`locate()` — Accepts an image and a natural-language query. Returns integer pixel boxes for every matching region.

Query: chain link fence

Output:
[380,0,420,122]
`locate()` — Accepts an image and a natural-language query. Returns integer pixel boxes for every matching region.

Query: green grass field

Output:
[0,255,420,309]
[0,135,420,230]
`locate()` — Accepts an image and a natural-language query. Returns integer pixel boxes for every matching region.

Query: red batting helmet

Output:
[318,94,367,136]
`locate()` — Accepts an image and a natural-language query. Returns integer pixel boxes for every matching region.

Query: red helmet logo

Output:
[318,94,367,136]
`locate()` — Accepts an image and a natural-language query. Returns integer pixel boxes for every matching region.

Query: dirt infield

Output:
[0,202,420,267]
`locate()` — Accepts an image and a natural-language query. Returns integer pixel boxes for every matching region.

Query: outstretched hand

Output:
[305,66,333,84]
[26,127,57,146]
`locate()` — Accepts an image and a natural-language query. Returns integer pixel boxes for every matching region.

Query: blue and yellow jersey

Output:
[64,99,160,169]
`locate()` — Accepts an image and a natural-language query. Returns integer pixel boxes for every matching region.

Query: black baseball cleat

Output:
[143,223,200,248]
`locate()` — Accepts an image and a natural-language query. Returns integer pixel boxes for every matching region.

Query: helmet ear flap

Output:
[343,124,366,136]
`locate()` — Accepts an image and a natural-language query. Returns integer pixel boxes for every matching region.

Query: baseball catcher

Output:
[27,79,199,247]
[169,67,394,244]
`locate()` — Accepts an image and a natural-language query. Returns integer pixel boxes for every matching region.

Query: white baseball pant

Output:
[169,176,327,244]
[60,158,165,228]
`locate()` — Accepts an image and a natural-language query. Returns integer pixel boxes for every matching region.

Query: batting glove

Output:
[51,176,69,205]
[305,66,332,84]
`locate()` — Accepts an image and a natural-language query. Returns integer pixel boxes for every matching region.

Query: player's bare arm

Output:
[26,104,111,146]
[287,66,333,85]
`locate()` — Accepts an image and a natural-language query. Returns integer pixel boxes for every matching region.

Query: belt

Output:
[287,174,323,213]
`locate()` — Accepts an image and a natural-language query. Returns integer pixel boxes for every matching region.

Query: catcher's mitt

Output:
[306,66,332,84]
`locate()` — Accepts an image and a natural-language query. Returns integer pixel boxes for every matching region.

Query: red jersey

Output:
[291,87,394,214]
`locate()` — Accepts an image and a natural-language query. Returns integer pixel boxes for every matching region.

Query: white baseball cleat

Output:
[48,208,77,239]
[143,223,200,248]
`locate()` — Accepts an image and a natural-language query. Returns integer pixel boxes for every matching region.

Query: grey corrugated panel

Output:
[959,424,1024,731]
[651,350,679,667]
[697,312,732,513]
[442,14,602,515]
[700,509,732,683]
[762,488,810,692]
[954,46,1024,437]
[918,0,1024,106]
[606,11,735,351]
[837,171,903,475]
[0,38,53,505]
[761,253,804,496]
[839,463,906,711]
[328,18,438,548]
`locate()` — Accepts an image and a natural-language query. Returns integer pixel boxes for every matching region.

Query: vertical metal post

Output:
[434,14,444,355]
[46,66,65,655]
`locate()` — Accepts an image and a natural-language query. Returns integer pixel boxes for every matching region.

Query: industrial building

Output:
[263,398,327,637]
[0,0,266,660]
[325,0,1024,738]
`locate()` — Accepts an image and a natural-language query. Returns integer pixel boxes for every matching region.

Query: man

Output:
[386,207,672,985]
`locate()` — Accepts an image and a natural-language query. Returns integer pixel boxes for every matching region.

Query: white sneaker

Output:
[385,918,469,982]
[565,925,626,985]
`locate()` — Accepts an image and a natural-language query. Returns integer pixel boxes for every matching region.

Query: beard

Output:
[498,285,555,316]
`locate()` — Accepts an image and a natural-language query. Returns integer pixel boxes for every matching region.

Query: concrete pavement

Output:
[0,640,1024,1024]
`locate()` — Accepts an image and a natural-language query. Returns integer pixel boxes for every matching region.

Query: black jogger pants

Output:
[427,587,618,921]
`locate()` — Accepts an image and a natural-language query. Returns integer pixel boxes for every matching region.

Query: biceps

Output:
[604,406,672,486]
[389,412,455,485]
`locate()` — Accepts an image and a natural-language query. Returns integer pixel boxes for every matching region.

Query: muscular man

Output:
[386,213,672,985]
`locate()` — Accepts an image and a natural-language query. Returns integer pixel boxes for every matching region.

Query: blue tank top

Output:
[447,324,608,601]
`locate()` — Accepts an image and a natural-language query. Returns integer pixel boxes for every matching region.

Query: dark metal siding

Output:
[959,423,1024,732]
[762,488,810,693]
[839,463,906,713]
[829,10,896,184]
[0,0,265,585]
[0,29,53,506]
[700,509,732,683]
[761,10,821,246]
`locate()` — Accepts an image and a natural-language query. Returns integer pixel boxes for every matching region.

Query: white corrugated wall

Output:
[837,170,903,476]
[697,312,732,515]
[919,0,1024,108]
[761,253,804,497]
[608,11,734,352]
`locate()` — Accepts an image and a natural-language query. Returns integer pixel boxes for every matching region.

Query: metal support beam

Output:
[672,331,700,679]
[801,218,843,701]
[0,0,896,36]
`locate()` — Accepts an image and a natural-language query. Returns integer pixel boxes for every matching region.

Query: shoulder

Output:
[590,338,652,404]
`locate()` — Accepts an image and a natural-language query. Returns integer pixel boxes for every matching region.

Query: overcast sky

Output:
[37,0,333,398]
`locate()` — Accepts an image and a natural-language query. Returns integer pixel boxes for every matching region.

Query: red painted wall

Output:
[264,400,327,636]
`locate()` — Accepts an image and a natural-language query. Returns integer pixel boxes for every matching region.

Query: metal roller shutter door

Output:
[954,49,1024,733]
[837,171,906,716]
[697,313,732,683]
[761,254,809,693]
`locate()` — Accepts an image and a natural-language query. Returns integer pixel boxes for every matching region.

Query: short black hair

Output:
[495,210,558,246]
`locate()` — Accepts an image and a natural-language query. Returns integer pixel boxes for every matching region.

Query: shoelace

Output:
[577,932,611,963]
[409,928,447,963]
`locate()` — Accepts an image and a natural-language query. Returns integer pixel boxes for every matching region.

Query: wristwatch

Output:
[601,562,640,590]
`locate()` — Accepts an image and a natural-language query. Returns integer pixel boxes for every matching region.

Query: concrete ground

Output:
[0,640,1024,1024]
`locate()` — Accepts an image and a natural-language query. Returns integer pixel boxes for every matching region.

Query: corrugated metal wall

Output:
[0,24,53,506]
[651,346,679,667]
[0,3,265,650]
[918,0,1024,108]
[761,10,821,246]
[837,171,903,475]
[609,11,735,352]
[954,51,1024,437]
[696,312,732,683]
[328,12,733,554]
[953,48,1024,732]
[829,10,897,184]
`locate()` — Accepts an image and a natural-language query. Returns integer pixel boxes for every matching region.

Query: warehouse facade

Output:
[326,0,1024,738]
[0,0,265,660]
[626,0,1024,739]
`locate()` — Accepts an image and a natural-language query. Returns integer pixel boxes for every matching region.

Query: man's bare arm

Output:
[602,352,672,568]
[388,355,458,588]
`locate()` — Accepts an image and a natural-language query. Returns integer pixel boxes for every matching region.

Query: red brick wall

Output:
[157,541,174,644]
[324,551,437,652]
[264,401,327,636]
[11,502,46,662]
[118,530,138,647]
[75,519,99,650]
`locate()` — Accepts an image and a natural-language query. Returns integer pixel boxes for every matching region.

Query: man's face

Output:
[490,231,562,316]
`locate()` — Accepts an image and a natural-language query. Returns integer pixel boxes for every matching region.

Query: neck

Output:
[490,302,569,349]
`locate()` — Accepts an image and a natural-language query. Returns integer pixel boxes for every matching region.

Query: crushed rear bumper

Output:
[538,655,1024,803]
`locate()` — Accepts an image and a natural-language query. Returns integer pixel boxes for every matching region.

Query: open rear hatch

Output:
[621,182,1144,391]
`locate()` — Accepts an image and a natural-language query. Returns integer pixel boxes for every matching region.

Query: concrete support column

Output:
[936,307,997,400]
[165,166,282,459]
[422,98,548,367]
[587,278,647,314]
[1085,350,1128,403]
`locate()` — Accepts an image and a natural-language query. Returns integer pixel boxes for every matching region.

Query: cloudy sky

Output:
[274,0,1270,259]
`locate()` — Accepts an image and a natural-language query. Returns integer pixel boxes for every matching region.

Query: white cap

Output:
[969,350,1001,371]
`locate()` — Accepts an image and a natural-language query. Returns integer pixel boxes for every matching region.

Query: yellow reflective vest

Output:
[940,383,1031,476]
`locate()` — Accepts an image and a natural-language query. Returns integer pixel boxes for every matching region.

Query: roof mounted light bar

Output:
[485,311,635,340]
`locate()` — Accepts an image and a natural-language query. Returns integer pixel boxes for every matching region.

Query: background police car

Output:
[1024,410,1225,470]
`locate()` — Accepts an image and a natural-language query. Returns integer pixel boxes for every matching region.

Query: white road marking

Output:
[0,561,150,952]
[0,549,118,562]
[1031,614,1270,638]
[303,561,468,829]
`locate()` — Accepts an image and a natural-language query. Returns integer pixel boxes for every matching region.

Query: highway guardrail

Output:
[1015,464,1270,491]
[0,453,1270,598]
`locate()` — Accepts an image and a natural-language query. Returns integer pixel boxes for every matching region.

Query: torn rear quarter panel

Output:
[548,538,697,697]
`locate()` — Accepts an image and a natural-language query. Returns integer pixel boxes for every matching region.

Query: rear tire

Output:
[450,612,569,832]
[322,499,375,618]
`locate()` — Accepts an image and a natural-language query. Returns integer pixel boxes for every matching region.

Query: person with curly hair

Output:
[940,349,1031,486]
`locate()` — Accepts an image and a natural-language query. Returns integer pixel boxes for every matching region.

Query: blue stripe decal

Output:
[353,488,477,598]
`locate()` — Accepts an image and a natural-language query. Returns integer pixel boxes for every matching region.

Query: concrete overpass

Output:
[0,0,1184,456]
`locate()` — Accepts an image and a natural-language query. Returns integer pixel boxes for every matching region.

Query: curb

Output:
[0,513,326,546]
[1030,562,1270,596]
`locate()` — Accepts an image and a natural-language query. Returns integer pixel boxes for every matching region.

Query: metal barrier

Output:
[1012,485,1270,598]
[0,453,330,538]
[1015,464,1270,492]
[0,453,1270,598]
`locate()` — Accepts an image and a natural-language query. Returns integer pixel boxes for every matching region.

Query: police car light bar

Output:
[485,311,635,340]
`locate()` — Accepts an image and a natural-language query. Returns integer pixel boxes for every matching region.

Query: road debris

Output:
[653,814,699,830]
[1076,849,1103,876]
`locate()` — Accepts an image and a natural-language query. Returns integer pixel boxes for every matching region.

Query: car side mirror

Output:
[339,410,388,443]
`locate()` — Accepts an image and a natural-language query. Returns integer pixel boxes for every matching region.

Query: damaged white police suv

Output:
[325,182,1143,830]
════════════════
AIM: Please repeat the material above word for word, starting with its first line and going on through the line that contains "[64,99,160,169]".

ANSWER TO THIS TASK:
`locate()` — Accepts an image and a natural-language query. Returns integer pixel boxes for every matching region.

Query: chain link fence

Output:
[380,0,420,122]
`locate()` — Accepts an image and a natural-language query. Returns integer pixel boxes for every matching region.

Query: green grass field

Output:
[0,255,420,309]
[0,135,420,230]
`locate()` — Accepts an image and a natural-language query. Returns integer pixel boxes for every matching region.

Query: red batting helmet

Output:
[318,94,367,136]
`locate()` — Accepts an image and a natural-language query. Returns integer pixel boxes for every matching region.

Query: red helmet logo

Output:
[318,94,367,136]
`locate()` — Accepts an image and a natural-language query. Returns integer pixel boxes for every matching region.

Query: dirt infield

Output:
[0,202,420,267]
`locate()` — Accepts an image and a natural-language query. Returns integer pixel boxes for every matching region.

Query: outstretched hand

Output:
[305,66,333,84]
[26,127,57,146]
`locate()` — Accepts an image and a natural-language query. Returns integer pixel boxes for every matching region.

Query: blue and yellow jersey

Output:
[64,99,160,169]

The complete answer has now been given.